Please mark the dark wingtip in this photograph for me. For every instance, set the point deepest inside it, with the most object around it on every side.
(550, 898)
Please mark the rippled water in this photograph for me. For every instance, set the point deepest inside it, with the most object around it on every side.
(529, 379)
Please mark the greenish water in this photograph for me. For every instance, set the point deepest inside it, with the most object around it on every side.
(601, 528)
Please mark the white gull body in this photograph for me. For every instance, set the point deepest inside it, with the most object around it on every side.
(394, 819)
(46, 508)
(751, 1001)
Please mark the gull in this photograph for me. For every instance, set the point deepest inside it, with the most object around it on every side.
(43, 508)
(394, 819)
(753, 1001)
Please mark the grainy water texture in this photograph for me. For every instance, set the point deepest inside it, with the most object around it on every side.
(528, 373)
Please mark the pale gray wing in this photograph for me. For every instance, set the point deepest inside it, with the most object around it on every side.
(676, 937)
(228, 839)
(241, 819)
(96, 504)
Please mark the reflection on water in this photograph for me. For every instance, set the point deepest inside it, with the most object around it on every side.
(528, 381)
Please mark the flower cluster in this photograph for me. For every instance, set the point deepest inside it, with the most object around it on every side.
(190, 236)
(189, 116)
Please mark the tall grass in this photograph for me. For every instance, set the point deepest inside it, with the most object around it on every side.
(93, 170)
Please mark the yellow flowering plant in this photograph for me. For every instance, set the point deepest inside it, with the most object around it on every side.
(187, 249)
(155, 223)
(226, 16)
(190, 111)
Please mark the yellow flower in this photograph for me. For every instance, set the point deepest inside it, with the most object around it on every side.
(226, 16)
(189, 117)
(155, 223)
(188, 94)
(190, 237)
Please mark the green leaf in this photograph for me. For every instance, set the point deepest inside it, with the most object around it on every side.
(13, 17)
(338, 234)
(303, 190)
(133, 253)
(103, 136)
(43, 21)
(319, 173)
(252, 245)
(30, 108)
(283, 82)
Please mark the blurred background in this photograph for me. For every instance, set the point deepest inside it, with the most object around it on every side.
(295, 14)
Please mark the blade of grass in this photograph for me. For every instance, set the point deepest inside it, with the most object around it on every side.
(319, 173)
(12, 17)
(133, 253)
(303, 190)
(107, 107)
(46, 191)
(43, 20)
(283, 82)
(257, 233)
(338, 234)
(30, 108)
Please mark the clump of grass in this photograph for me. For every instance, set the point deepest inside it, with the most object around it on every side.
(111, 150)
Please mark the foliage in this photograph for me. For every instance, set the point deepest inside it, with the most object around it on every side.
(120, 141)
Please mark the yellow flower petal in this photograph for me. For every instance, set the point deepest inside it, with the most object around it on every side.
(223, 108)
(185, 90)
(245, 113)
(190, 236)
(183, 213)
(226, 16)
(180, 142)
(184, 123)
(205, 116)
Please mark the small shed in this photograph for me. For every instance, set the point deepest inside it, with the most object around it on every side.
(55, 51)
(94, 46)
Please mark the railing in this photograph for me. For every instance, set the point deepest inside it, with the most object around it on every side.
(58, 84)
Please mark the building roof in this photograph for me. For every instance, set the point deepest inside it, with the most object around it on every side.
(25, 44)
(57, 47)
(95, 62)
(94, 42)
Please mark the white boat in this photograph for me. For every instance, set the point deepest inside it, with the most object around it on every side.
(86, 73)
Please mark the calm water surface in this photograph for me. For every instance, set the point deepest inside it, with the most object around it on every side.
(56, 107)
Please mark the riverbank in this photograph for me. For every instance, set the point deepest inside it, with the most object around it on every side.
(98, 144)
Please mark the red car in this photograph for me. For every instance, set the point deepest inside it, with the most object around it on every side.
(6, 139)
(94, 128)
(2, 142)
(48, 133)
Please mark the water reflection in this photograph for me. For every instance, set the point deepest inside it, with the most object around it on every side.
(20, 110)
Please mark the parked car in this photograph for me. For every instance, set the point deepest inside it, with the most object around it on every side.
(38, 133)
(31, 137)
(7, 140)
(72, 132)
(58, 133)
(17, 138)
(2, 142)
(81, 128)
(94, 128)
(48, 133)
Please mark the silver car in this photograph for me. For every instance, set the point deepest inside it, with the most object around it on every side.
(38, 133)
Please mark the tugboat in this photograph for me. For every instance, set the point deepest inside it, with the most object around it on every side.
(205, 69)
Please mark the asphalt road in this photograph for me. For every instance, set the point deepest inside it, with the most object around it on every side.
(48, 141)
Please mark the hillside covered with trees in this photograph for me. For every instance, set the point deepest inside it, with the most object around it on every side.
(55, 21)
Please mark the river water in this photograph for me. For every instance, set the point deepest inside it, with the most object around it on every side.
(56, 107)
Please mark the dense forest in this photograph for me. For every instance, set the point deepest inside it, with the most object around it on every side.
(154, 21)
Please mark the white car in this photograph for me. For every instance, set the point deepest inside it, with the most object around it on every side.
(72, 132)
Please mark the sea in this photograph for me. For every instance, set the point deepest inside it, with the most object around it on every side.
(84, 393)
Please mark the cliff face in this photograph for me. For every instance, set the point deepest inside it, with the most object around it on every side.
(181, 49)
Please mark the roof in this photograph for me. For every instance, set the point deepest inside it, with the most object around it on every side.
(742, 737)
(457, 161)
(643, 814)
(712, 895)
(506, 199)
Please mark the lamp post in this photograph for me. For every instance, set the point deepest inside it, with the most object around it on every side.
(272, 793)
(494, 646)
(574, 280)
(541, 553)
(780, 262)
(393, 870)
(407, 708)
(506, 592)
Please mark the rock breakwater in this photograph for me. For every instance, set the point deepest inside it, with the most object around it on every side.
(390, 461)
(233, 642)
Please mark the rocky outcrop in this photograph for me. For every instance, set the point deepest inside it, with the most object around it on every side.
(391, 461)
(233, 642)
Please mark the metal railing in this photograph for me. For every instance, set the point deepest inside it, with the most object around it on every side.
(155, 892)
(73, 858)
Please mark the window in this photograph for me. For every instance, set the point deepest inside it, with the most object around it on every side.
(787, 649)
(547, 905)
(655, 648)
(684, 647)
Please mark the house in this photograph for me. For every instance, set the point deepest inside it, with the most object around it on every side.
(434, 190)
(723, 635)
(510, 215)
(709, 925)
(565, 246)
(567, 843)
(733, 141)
───
Please give all of the items above again, swapping "deepest" for "farthest" everywhere it occurs and keeping everything else the same.

Please mark the dark wingtip in this photograph for me. For every instance, set the point farthest inside it, with the most object around it on every side.
(550, 898)
Please mark the rippled water in this photograph for me. For every instance, set the point farthest inside it, with the most object around it on every side.
(529, 379)
Please mark the greenish water in this photograph for me. For every instance, set the point farthest inside it, with the most object around it on every side.
(601, 528)
Please mark the white gull body in this photograph for me. For every instance, set the point farthest inside it, with the most object around it on every side.
(394, 819)
(46, 508)
(751, 1001)
Please mark the gull in this photograph for me. For every instance, set the point farthest inside it, with the most object around it on every side.
(43, 508)
(394, 819)
(753, 1001)
Please mark the grainy water texture in this photograph for me. For every instance, set the point farthest inside it, with the most object around it on every side.
(528, 373)
Please mark the pale gray wing in this photograph for me. For every instance, set the point farthest inside it, with the most object around it on every side.
(676, 937)
(228, 839)
(241, 819)
(96, 504)
Please mark the reflection on water in this photograph for me. For every instance, set the point farthest inside it, with the most object around it on every side.
(528, 381)
Please mark the flower cluster in this photograph for me. For every instance, set the point farthest inside it, with the most object around it on every side.
(190, 236)
(189, 116)
Please mark the tall grass in this photograph for me. For every instance, set the point farthest inside it, with the most object around it on every side.
(93, 170)
Please mark the yellow flowering plant in this photograph for me. For every instance, set the point farthest inside it, with the most object around it on every side.
(187, 249)
(155, 223)
(226, 16)
(190, 111)
Please mark the yellow flower in this photograph for me. For every instance, set the point farthest inside it, with the most object around it on every side.
(226, 16)
(189, 117)
(155, 223)
(188, 94)
(190, 237)
Please mark the green leaf in this photograph for me. For every instance, set the point farthest inside it, with the most object around it on every side.
(13, 17)
(338, 234)
(303, 190)
(133, 253)
(103, 136)
(43, 21)
(319, 173)
(252, 245)
(30, 108)
(283, 82)
Please mark the blurred background in this photograph for me. For every instance, set the point farthest inside it, with the most object around it on every side.
(295, 14)
Please mark the blade of grass in this photograph for me. For every instance, set the point farthest inside it, with the most object around it on every side.
(319, 173)
(12, 17)
(133, 253)
(303, 190)
(107, 107)
(46, 191)
(43, 20)
(283, 82)
(257, 233)
(338, 234)
(30, 108)
Please mark the clump of grass in this photograph for me. For every instance, set the point farthest inside it, with the most object around it on every side.
(111, 150)
Please mark the foliage in this photograph for me. For every instance, set the point farthest inside it, with the most object around it on every side.
(120, 141)
Please mark the yellow flower petal in this photograph for me. For every instance, set the point farthest inside it, with the most object around it on every side.
(223, 108)
(185, 90)
(245, 113)
(190, 236)
(183, 213)
(226, 16)
(180, 142)
(184, 123)
(205, 116)
Please mark the small shed in this photograph for me. For every instance, set the point farthest inside it, with the most object around it on every side.
(55, 51)
(94, 46)
Please mark the railing in this photograph for me. For every instance, set the point farthest inside it, with the most object around it on every side.
(58, 84)
Please mark the building roof in this photograph for me. For every instance, set the point farthest inside it, with the most object around it on every side.
(25, 44)
(57, 47)
(95, 62)
(94, 42)
Please mark the white boat in this photograph for me. For every instance, set the point farthest inside it, with the most object around it on every side.
(86, 73)
Please mark the calm water surface in this photograph for me. For every instance, set the point farthest inside it, with the most object around it on every side.
(56, 107)
Please mark the riverbank in this photograph for me. For every instance, set the point farthest inside it, with the most object around it on every side.
(98, 144)
Please mark the red car in this photograph for me. For every instance, set the point farthest inside it, with the most object around it on every side.
(6, 139)
(94, 128)
(2, 142)
(48, 133)
Please mark the water reflection in this photograph for me. For every instance, set the point farthest inside it, with the most object around it on every side.
(20, 110)
Please mark the parked car in this photograph for me. For every instance, set the point farthest inside it, with the most object around it on every side.
(38, 133)
(31, 137)
(7, 140)
(72, 132)
(58, 133)
(17, 138)
(2, 142)
(81, 128)
(94, 128)
(48, 133)
Please mark the silver car in this photograph for me. For every instance, set the point farthest inside it, with the most object around it on every side.
(38, 133)
Please mark the tugboat in this photograph for me. For every instance, set the point farthest inside it, with the most object around it on every side.
(205, 69)
Please mark the asphalt road in this photograph for me. For every instance, set the point farthest inside it, with the most object around it on every side.
(48, 141)
Please mark the hillside covered with trees in this photograph for me. For every instance, set the point farthest inside it, with the most object around it on every side.
(55, 21)
Please mark the river water in this photograph for me. For every instance, set the point farthest inside it, with the most object around it on every side.
(56, 107)
Please mark the dense forest in this photograph for me. For every instance, set the point farthest inside it, with the most object around it on every side.
(154, 21)
Please mark the white car in this photograph for me. For every instance, set the point farthest inside it, with the most object around it on every side.
(72, 132)
Please mark the sea in this photograph for me. For every instance, set the point farthest inside it, with the most object around it on every side.
(84, 393)
Please mark the cliff face in this photograph for me. For every instance, set the point farthest inside it, with the most object around it on every side.
(181, 49)
Please mark the roof in this photograph for me. For every instance, set the point farthest inside it, with the most object around it on every side.
(742, 737)
(457, 161)
(643, 814)
(712, 895)
(506, 199)
Please mark the lamp post in this photograph for me. For every instance, set the point farthest inside it, with the most object around it on every side.
(272, 793)
(494, 646)
(574, 280)
(541, 553)
(780, 262)
(393, 870)
(407, 708)
(506, 592)
Please mark the rock breakwater in this photograph for me. For every instance, set the point farthest inside it, with the most object around it on every side.
(390, 461)
(233, 642)
Please mark the rocky outcrop in this photograph for me. For every instance, set the point farthest inside it, with the most object around it on every side.
(391, 461)
(233, 642)
Please mark the metal railing in this photograph for me. For every instance, set the point farthest inside it, with the most object around it on every side.
(155, 892)
(73, 858)
Please mark the window in this photograph for me. For every instance, set the point farthest inside it, with the most object around it on every side.
(787, 649)
(547, 905)
(655, 648)
(684, 647)
Please mark the house in this photograph for me. For every instance, set the point farthest inside it, with the most object around it on every side.
(434, 190)
(723, 635)
(510, 215)
(709, 925)
(565, 246)
(567, 843)
(733, 141)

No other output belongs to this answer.